[[ Records open ]]

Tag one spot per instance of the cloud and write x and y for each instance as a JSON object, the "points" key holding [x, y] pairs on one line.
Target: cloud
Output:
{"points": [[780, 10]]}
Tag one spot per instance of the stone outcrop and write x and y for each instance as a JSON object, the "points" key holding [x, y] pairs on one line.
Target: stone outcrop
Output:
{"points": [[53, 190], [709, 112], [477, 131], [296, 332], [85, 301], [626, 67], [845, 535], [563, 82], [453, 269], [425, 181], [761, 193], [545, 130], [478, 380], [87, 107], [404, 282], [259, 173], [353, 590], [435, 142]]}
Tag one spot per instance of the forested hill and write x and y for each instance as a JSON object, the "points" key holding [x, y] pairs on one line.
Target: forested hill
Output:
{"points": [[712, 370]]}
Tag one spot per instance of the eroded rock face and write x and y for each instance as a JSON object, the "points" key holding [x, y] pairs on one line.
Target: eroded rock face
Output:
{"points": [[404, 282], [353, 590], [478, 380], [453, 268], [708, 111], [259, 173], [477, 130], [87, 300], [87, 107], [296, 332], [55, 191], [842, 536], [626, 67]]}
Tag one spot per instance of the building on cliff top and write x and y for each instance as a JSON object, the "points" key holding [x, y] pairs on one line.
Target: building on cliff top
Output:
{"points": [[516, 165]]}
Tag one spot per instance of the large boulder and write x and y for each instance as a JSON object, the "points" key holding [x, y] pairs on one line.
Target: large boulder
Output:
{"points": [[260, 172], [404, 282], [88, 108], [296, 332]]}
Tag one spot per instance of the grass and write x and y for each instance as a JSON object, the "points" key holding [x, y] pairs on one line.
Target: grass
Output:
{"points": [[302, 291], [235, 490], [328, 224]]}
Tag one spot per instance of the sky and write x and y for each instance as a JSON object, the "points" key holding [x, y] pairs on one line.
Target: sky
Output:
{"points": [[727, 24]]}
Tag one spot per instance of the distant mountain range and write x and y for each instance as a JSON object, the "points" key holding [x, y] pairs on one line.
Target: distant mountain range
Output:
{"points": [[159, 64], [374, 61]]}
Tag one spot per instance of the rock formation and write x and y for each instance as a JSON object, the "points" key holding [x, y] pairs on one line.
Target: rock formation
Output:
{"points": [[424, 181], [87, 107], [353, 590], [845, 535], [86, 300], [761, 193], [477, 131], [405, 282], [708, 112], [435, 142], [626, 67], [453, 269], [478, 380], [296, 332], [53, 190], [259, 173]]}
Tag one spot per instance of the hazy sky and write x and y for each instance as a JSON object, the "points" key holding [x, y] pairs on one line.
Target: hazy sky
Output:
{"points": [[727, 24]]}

[[ Records closed ]]
[[ Records open ]]

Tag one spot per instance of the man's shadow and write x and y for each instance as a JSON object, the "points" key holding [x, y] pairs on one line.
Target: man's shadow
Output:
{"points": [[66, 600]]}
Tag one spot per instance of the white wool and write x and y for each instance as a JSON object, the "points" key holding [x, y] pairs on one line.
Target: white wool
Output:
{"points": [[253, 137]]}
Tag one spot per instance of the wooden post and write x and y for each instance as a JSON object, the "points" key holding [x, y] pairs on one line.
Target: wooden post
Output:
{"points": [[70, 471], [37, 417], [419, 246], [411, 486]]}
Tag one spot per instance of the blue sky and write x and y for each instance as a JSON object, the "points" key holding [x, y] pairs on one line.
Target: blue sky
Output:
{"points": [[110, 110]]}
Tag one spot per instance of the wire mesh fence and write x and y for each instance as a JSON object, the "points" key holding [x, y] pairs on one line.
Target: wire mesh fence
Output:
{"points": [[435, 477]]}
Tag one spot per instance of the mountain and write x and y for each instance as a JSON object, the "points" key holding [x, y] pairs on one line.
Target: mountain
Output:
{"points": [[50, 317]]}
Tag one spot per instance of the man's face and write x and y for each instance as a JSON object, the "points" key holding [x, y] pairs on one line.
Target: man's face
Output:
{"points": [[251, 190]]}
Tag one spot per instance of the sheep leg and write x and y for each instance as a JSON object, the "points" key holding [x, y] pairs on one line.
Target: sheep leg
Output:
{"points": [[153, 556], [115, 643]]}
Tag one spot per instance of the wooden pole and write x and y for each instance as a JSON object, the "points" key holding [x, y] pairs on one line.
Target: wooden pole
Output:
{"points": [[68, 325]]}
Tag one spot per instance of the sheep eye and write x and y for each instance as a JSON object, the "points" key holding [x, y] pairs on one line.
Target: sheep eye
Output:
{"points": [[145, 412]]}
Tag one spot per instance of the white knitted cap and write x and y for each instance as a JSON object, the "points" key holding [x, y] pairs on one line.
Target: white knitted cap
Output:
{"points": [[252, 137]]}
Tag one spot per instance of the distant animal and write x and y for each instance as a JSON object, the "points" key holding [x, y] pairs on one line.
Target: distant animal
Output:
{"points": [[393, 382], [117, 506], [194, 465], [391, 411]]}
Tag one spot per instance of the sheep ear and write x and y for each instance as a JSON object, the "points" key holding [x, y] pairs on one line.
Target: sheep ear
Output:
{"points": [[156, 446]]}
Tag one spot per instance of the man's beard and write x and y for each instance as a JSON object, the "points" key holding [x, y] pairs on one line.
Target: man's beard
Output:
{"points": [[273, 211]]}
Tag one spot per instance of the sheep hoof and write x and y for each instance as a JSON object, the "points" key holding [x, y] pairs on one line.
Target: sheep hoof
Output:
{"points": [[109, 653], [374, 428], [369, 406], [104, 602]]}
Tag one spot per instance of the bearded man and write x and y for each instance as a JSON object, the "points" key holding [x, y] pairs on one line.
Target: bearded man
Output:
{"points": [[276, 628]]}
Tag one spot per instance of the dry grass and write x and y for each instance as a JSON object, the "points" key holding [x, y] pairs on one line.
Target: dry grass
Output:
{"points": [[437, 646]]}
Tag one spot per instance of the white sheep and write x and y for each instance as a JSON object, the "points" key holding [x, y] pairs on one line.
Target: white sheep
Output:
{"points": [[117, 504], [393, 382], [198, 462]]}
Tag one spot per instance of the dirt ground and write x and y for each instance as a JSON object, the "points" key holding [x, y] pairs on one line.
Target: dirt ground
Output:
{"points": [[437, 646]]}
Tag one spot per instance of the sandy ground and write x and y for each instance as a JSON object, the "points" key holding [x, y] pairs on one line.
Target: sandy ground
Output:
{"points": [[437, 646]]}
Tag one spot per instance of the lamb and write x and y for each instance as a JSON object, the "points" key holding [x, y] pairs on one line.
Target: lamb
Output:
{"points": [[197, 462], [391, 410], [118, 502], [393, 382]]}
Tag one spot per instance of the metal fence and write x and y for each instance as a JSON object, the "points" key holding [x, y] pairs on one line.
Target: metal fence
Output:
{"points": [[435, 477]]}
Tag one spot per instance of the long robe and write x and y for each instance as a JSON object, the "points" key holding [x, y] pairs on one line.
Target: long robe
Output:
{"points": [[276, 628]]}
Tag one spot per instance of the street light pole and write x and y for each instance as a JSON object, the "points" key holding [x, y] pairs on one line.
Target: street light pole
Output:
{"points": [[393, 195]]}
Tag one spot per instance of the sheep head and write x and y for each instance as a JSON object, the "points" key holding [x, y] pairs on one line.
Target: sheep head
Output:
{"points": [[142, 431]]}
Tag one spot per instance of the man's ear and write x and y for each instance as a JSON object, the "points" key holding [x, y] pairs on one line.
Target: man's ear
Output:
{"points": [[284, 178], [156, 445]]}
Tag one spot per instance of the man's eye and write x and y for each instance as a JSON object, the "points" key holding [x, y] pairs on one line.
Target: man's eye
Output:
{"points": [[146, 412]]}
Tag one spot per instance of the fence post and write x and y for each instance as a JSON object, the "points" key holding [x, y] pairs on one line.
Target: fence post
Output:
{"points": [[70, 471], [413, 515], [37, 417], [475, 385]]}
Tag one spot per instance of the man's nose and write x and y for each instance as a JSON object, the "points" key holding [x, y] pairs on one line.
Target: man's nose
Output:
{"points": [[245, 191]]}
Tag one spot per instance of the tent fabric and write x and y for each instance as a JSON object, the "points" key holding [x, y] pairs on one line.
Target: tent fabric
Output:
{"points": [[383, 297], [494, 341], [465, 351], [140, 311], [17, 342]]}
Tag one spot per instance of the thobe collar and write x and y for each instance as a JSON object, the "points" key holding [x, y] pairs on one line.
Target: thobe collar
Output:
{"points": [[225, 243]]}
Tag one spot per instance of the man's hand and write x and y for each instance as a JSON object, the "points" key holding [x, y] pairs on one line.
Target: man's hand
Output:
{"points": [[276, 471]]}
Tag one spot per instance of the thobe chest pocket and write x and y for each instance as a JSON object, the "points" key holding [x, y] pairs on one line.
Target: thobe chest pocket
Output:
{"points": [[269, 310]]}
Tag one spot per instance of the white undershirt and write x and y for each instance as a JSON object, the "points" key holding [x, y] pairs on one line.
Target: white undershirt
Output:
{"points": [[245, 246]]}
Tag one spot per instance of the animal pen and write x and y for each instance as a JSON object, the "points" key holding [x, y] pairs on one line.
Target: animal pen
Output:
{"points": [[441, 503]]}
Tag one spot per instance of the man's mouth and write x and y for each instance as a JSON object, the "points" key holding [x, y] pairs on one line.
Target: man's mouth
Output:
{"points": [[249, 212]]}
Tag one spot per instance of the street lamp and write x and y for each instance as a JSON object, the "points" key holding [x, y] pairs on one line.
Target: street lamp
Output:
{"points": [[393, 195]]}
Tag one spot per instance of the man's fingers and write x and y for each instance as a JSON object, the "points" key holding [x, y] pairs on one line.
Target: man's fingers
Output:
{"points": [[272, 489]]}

[[ Records closed ]]

### [Task goal]
Look above for the line containing "Tag one spot per instance of the cloud". Output from there through the line containing "Target: stone outcrop", exactly and inclusively.

### [Exercise result]
Tag one spot per instance of the cloud and write x and y for each instance as a JSON object, the "points" key holding [x, y] pairs on one line.
Target: cloud
Output:
{"points": [[780, 10]]}
Tag one spot per instance of the stone outcrop and write x and y for each instance as a JSON object, the "points" key holding [x, y] pairs on one line.
Target: stone outcrop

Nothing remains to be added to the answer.